#### Problem details
Copy out every line in the entries below that contains the string "chrome".

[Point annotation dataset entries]
------------------------------------

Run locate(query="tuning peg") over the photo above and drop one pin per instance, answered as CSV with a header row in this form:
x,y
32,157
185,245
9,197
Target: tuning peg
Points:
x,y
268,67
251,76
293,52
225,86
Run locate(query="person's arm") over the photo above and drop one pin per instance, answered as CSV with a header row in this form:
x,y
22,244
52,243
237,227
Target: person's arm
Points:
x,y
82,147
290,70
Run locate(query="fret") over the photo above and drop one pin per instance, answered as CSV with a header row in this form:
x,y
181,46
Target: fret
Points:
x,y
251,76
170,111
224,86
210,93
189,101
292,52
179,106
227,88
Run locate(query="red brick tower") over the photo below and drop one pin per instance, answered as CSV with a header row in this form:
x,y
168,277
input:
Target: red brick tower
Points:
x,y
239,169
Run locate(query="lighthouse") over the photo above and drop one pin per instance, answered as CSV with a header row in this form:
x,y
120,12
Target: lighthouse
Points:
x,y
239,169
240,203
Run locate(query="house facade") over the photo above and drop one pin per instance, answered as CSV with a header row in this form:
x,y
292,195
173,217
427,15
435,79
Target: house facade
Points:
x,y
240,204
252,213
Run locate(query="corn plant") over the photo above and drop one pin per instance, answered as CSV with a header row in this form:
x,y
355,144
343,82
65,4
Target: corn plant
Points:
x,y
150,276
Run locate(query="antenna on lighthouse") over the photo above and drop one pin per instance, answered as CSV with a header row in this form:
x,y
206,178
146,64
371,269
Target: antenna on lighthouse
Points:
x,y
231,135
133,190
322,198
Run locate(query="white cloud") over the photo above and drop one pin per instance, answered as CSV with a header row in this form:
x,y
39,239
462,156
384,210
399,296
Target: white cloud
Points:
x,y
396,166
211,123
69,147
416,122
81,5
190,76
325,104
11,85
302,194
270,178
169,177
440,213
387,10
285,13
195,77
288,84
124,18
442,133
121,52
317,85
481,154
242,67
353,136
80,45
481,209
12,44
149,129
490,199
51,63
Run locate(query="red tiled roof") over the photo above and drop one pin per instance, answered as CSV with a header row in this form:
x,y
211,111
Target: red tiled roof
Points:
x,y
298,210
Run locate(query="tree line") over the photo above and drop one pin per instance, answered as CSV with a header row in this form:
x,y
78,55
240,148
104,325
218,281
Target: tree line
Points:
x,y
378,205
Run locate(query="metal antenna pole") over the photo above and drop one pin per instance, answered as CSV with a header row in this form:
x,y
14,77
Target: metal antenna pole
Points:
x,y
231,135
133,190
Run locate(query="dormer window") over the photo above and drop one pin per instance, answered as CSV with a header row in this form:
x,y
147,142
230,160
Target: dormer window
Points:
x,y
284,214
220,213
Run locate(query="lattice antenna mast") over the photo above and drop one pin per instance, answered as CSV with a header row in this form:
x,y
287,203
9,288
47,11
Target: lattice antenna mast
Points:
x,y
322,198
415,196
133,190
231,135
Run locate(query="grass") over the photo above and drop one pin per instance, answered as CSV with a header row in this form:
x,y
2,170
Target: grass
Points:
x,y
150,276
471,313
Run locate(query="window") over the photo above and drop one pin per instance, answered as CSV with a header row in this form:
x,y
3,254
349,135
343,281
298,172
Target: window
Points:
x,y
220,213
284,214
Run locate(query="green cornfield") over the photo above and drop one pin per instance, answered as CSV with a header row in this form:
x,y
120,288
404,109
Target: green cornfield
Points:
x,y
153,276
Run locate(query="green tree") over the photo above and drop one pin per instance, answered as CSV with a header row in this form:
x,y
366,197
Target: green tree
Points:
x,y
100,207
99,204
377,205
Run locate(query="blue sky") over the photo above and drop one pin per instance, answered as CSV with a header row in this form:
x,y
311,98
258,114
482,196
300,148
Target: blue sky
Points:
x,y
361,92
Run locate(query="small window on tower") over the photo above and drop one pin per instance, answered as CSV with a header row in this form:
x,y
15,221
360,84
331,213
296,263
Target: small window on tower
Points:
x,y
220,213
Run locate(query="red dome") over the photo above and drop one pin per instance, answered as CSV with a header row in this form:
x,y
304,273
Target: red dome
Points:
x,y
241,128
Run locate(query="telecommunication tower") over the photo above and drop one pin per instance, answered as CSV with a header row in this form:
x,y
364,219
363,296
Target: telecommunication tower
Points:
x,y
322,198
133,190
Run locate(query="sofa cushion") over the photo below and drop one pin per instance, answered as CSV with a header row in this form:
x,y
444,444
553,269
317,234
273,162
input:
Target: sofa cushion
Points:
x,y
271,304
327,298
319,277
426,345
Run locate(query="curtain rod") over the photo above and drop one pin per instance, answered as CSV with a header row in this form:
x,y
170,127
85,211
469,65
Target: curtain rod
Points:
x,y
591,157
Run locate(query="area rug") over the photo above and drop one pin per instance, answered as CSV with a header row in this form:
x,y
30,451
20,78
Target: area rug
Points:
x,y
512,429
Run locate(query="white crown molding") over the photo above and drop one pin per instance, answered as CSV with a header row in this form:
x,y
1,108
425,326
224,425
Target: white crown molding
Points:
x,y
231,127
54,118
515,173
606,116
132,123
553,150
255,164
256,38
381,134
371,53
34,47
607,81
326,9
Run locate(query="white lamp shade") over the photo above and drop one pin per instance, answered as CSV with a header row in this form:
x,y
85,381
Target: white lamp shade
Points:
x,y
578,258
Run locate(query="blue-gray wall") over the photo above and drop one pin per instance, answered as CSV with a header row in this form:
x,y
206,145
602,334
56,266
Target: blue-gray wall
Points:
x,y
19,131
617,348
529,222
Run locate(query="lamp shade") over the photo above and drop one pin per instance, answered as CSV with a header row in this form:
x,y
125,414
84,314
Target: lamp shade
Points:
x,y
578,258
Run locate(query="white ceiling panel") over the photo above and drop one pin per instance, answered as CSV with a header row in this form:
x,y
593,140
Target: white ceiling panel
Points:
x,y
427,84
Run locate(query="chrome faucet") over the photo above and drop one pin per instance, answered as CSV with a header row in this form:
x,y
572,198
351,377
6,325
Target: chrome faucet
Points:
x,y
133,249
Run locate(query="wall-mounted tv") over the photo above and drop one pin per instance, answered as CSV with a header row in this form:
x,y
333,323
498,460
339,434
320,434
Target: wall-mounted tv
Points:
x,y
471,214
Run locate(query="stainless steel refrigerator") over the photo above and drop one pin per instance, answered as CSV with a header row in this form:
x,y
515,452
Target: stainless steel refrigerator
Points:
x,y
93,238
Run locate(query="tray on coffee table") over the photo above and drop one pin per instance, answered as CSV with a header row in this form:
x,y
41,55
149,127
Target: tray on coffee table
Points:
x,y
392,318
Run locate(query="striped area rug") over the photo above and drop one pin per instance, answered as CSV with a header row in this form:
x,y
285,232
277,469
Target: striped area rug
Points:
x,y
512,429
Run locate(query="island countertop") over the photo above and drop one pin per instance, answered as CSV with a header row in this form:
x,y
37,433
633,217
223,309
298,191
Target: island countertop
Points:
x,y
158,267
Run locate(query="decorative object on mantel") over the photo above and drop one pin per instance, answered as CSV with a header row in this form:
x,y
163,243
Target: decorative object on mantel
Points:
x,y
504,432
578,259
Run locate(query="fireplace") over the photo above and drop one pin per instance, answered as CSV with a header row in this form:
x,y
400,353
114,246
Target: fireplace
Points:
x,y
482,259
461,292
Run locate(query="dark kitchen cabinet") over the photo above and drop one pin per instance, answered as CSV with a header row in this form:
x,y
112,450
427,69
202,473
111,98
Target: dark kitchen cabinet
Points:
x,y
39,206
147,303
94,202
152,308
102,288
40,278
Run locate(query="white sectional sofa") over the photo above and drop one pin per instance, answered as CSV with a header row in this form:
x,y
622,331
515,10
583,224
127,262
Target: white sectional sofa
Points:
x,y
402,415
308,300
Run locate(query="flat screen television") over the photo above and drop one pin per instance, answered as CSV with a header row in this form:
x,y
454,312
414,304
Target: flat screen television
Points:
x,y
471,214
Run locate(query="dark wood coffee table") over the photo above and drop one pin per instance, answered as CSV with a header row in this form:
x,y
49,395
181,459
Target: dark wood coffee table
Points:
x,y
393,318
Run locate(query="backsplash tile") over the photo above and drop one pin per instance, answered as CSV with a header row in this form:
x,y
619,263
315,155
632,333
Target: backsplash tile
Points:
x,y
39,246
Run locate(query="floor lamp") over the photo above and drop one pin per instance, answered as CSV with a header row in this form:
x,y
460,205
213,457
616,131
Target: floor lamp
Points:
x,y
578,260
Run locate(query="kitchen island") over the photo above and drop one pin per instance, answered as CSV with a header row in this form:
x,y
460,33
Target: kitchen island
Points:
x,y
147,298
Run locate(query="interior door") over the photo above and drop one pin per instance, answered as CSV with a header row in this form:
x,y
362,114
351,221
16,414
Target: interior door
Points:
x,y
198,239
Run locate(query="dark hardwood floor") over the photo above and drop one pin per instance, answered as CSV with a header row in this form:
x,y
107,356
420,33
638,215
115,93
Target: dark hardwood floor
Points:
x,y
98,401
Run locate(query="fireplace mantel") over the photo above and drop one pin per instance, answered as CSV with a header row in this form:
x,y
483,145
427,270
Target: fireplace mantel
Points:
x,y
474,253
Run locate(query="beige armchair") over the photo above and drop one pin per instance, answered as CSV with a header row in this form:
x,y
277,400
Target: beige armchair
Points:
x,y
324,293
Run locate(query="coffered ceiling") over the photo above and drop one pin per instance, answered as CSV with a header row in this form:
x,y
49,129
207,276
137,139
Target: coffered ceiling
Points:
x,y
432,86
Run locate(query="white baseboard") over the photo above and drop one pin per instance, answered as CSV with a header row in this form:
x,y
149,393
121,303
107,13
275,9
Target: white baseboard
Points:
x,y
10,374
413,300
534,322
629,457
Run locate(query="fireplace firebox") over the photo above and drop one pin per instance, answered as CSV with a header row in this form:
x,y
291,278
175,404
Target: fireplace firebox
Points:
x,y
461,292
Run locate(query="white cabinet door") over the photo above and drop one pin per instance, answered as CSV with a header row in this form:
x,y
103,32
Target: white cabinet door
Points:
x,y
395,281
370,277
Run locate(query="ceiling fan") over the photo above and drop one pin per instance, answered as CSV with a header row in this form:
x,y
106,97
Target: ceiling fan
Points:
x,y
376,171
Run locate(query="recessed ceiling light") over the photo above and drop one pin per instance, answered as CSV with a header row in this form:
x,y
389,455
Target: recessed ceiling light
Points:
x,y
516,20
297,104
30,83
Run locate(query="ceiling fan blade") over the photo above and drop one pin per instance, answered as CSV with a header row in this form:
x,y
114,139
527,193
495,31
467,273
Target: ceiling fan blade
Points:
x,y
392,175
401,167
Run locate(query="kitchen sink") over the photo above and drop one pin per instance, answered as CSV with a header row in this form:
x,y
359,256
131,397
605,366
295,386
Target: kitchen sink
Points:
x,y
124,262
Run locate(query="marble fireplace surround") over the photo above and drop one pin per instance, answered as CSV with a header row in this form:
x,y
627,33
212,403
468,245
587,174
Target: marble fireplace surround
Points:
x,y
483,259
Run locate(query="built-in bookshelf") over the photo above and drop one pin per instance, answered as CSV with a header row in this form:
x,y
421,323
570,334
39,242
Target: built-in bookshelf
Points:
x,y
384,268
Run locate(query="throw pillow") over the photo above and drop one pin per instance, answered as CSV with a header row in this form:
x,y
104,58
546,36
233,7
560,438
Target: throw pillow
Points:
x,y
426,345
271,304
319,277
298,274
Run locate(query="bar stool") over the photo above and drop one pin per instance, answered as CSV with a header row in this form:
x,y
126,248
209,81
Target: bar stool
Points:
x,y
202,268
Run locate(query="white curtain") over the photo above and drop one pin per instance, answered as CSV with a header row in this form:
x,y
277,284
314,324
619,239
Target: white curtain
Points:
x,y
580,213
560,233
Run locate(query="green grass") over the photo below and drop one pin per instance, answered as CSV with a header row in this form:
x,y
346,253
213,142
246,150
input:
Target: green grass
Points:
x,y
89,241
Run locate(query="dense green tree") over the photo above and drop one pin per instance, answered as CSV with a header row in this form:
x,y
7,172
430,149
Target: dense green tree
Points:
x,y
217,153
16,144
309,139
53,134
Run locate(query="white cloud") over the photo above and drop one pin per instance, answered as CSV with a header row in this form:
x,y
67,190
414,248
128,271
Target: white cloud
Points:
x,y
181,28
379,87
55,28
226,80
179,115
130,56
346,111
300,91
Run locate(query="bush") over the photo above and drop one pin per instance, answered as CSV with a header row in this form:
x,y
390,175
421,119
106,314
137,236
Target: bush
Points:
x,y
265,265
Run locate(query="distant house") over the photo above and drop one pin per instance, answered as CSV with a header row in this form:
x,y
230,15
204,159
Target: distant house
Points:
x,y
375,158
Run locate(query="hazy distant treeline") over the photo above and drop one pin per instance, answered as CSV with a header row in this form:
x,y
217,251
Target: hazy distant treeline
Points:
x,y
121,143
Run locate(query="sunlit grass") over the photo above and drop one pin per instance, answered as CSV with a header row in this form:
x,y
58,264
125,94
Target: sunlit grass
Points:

------------------------------------

#### Response below
Run locate(query="chrome faucet") over the photo above and drop one pin per instance, answered as CSV with a header row in this form:
Target: chrome faucet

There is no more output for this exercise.